**AIM OF THE TASK:**
Print every line of the records below word for word, leaving out the picture placeholders.

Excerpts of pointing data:
##############################

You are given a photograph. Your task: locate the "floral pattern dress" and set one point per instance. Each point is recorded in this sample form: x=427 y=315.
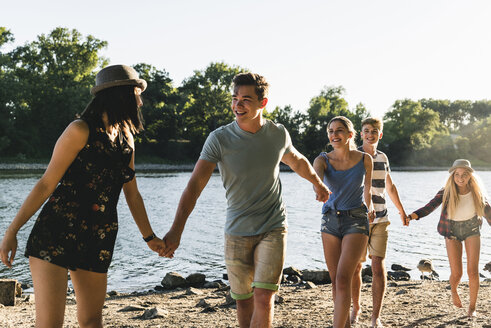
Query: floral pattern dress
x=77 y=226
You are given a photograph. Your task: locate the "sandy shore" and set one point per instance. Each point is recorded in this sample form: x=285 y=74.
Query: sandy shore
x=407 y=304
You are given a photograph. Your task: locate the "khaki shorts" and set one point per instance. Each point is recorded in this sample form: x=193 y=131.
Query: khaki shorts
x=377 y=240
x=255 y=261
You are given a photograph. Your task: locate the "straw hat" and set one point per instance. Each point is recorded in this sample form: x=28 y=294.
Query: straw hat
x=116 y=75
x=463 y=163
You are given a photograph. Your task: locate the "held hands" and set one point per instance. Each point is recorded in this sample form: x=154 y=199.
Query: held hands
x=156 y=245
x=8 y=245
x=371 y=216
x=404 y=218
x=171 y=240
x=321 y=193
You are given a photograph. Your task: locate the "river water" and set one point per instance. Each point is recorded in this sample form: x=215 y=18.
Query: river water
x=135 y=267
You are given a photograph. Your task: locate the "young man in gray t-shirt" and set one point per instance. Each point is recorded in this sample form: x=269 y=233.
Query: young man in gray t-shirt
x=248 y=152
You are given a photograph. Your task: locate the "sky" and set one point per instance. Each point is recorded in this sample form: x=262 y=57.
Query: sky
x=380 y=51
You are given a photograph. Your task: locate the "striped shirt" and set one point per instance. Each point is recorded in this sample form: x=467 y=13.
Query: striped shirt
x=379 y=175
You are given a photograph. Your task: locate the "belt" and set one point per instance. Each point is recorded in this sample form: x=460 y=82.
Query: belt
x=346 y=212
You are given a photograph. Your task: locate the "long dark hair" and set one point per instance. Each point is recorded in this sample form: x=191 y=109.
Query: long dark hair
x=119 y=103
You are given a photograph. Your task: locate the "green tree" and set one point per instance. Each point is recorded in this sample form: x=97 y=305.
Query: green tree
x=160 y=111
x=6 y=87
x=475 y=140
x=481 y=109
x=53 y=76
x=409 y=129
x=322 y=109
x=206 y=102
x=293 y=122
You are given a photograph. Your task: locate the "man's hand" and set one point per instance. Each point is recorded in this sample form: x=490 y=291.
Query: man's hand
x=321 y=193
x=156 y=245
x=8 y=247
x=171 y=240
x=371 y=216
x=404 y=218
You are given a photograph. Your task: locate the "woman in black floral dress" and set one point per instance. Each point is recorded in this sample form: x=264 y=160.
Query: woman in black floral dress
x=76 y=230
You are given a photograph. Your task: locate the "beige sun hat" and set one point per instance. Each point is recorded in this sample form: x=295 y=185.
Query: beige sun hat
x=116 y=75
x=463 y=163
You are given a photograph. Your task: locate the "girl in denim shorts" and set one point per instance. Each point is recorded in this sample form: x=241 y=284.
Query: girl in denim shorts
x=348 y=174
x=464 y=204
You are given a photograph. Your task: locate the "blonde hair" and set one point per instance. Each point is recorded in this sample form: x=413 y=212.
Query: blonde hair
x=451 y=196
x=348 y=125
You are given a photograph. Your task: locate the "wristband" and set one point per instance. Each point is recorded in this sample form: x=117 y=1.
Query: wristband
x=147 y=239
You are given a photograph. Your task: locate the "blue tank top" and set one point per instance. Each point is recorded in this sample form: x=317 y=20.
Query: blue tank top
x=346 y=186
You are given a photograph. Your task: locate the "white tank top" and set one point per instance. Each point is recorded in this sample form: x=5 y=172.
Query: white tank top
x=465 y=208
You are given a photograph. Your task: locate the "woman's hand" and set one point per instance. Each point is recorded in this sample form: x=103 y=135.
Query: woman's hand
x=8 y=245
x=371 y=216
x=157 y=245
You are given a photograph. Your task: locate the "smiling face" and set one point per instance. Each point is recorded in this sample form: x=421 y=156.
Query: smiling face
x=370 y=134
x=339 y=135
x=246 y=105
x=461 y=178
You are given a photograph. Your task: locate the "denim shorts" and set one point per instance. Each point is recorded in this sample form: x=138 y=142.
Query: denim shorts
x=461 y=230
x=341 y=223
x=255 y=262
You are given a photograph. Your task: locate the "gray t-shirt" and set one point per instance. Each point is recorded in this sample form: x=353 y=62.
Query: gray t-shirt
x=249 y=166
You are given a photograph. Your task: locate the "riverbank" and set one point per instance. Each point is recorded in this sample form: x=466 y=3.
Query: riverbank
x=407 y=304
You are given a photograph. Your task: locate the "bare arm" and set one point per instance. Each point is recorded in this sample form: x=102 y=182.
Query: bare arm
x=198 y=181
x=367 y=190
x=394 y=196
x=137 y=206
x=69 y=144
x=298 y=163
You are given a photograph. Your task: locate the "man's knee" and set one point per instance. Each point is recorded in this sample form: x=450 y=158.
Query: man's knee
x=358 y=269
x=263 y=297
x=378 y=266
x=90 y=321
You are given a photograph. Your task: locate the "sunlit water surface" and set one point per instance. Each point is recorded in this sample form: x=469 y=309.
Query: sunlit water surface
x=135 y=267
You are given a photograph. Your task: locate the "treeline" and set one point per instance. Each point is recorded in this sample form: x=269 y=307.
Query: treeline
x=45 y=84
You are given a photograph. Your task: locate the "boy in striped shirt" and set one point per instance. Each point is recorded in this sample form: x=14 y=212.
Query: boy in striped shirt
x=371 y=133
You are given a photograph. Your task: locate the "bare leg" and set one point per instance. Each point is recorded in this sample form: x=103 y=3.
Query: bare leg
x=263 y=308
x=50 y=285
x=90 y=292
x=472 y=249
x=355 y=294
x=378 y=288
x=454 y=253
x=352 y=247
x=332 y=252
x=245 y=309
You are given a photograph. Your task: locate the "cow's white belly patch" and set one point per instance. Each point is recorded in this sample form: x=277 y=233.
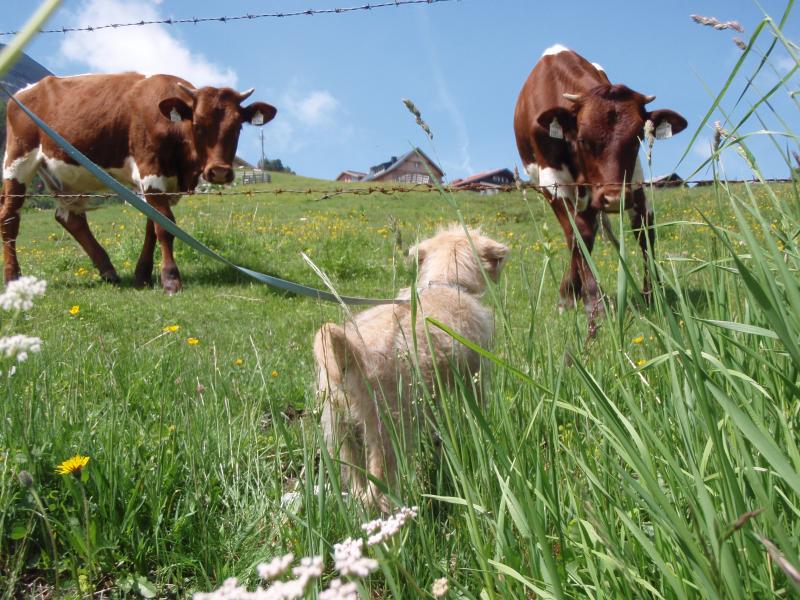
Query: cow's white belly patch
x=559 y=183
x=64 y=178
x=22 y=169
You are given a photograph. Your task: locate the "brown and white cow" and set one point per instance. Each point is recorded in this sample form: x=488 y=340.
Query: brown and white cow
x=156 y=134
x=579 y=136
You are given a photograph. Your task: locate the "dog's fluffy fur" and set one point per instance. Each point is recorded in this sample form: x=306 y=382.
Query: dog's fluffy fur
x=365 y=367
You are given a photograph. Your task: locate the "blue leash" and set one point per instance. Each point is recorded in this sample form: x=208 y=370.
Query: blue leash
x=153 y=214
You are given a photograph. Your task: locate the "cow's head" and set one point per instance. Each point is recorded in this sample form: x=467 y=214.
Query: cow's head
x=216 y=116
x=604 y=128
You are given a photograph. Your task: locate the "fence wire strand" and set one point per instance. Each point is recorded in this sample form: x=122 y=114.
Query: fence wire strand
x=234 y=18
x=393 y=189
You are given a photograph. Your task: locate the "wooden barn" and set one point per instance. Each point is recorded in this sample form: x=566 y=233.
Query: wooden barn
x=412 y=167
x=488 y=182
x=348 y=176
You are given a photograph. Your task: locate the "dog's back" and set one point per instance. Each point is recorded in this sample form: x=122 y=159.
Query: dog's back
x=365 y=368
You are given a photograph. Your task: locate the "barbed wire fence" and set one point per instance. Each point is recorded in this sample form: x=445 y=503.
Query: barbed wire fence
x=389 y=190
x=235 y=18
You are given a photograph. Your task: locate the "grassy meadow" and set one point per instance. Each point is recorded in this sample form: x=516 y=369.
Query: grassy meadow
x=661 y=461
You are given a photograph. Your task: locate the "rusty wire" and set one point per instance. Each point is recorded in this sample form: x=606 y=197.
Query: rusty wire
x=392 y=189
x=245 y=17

##############################

**THE RESPONSE:**
You are given a photograph. Your task: locate the "floral pattern dress" and set one point per instance. Each point is recorded in this sample form: x=427 y=315.
Query: floral pattern dress
x=77 y=226
You are given a photograph. Your task: locate the "sandy shore" and set one point per instance. Each point is recorded in this sample form: x=285 y=74.
Query: sandy shore
x=407 y=304
You are given a photograph. Your task: locate the "khaki shorts" and set one point per instance. Each point is recorded in this sample form: x=193 y=131.
Query: khaki shorts
x=377 y=240
x=255 y=261
You are given a photograph. Your task: locate the "straw hat" and set one point per instance. Each point is recorded in this sample form: x=28 y=294.
Query: straw hat
x=116 y=75
x=463 y=163
You are given a photograph. Your task: locate the "held hands" and set one point per instance. Each point is recorded in this sample form: x=154 y=199.
Query: held hands
x=156 y=245
x=8 y=245
x=371 y=216
x=404 y=218
x=171 y=240
x=321 y=193
You are given a photograph. Your task: locate the "river water" and set one point per instance. Each point is recorded in this sample form: x=215 y=18.
Query: river water
x=135 y=267
You are given a photograph. Your task: locate the "young man in gray t-shirt" and set one point per instance. Each point is recorded in this sample form: x=269 y=233.
Query: young man in gray t-shirt
x=248 y=152
You are given a photograph. Your task: locate the "sky" and set one point per instance. Each point is recorded in this sample form: x=262 y=57.
Query: sky
x=380 y=51
You are given a photograph. Your task: locate the "striped shirt" and set one point per instance. Each point is recorded in this sample form: x=467 y=13.
Query: striped shirt
x=379 y=175
You are given a photograph. Your task: locate the "belt" and set one point per instance. Each point is recorded in this sample form: x=460 y=82.
Query: belt
x=346 y=212
You are given a photograph. Your task: locate the "long dark hair" and set one point per instance. Each point is recorded in this sample form: x=191 y=109.
Query: long dark hair
x=119 y=103
You are given a photograph. Your task: locate the "green tree" and set one point per instance. Each point is recorded in this sample form: x=97 y=305.
Query: green tree
x=160 y=111
x=6 y=87
x=475 y=140
x=481 y=109
x=53 y=76
x=409 y=129
x=322 y=109
x=206 y=102
x=293 y=122
You are given a photograph. Your task: locate the "man's hand" and set one point per instance. Each point is recorded in this sample form: x=490 y=291.
Query: man's hand
x=321 y=193
x=156 y=245
x=8 y=247
x=171 y=240
x=371 y=216
x=404 y=218
You are given a photograph. Your task: locate the "woman in black floral dress" and set one point per instance. Each point is recorded in this sample form: x=264 y=160.
Query: woman in black floral dress
x=76 y=230
You are given a photograph. Your task: locate the "beige sun hat" and set one point per instance. Each point is recorded in this sample form: x=295 y=185.
Query: beige sun hat
x=116 y=75
x=463 y=163
You are given a photograph. Your task: locate the "girl in denim shorts" and set one point per instance. Each point is recorded in this sample form: x=241 y=284.
Query: girl in denim shorts
x=348 y=174
x=464 y=204
You are given a photograph. Your task: locate the "blonde hair" and set one point per instance. Each point is recorded in this sample form: x=413 y=212.
Query: blonde hair
x=451 y=196
x=348 y=125
You are given a photograph. Your task: locate the "wristband" and set one point per instance. Each point is recorded in this sample form: x=117 y=1.
Query: wristband
x=147 y=239
You are given a photograph. Your task: locate the "blue tank top" and set one point per instance. Each point is recorded in this sample form: x=317 y=20.
Query: blue tank top
x=346 y=186
You are given a photograph. Your task: locate the "white tank top" and set one point per instance. Each point is recorded in this sample form: x=5 y=172.
Query: white tank top
x=465 y=208
You are given a photograph. Your task: locate the "woman's hand" and set one point per instance. Each point is recorded in this sample form: x=103 y=135.
Query: woman's hand
x=8 y=245
x=371 y=216
x=157 y=245
You are given a photograph. Your task: locate the "smiling face" and set one point per instance. Each point is recorded in this sample form: x=421 y=156.
Query: smiling face
x=370 y=134
x=339 y=135
x=246 y=105
x=461 y=178
You are given a photograph. Your task: locate the "denim shorts" and set one point per instance. Each point is recorded in this sample form: x=138 y=142.
Query: denim shorts
x=461 y=230
x=341 y=223
x=255 y=262
You are given a photograph. Your task: locate the "gray t-shirt" and set one point per instance. Each point is recorded in this sample form: x=353 y=62.
Query: gray t-shirt
x=249 y=166
You are given a photograph. Your task: locate the "riverbank" and set one point per instance. Each point is recorded in this sample form: x=466 y=3.
Query: riverbank
x=407 y=304
You are given a photograph. Your task: locate the "bare arm" and set one point per instance. Each point is recorded in this sample form: x=102 y=182.
Query: bare arm
x=198 y=181
x=367 y=190
x=394 y=196
x=137 y=206
x=69 y=144
x=298 y=163
You are given a photograph. Your task: locate the "man's knee" and set one point per instance. Each point is recorded in this sample form: x=450 y=158.
Query: man's knee
x=358 y=269
x=263 y=297
x=378 y=266
x=90 y=321
You are given a photograph. Your task: locate the "sunlit water surface" and set one point per instance. Each point is recorded in this sample form: x=469 y=309.
Query: sunlit water surface
x=135 y=267
You are given a photograph. Your task: locate the "treeline" and set one point per instance. Each point is recorded in this sample form: x=269 y=307.
Query: treeline
x=45 y=84
You are given a photograph. Your task: locate the "boy in striped shirt" and set one point per instance. Each point is recorded in this sample form: x=14 y=212.
Query: boy in striped shirt
x=371 y=133
You are given a photograph. Your task: locate the "bare leg" and set one point per instance. Each point is recorded in this sample form: x=103 y=3.
Query: bare leg
x=263 y=308
x=50 y=285
x=90 y=292
x=472 y=249
x=355 y=294
x=378 y=288
x=454 y=253
x=352 y=247
x=332 y=252
x=245 y=309
You are given a photograph. Your task: locate the "cow's white belly patch" and set one point per instance. Each point is recorded in this sample form: x=277 y=233.
Query: cow's white belly patch
x=559 y=183
x=64 y=178
x=22 y=169
You are given a photograph. Your task: locate the "brown and white cow" and set one point per instance. Each point is recorded in this sample form: x=488 y=340.
Query: brown and white cow
x=156 y=134
x=579 y=136
You are given a photograph. Your task: locate the "dog's fluffy fur" and set one point per instance. Each point is recorded in this sample form: x=306 y=382.
Query: dog's fluffy fur
x=365 y=367
You are given a photograph. Your task: locate the "blue leash" and set one point per instance. Each point is recorded in this sample form: x=208 y=370.
Query: blue leash
x=153 y=214
You are given a photograph. Your task: locate the "cow's head" and set one point per instance. Each point is recorded in this sample form: x=467 y=214.
Query: cow's head
x=216 y=116
x=604 y=128
You are given a photograph. Your task: locate the "fence wire strand" and set one point per instance. Each point is recorded in this sample form: x=122 y=114.
Query: fence wire strand
x=234 y=18
x=393 y=189
You are given a photograph. Your task: locate the "wooden barn" and set one point per instance. Each point is recorded in this sample form: x=566 y=233.
Query: wooden barn
x=412 y=167
x=488 y=182
x=348 y=176
You are given a photograph. Your task: locate the "dog's back" and set one point per instance. Each point is recorded in this sample form: x=122 y=159.
Query: dog's back
x=365 y=368
You are given a photograph. Your task: locate the "barbed wire fence" and set one point per instance. Each point is recorded in this sample form: x=445 y=503.
Query: barbed wire fence
x=389 y=190
x=235 y=18
You are given a photograph. Your task: locate the "grassy meadow" and set one point per instance. Each point is recorded in this sample form: x=516 y=369.
Query: grassy meadow
x=661 y=461
You are given a photograph. Your task: locate the "rusty wire" and set one point per instance. Each point is recorded in this sample form: x=606 y=197.
Query: rusty wire
x=392 y=189
x=245 y=17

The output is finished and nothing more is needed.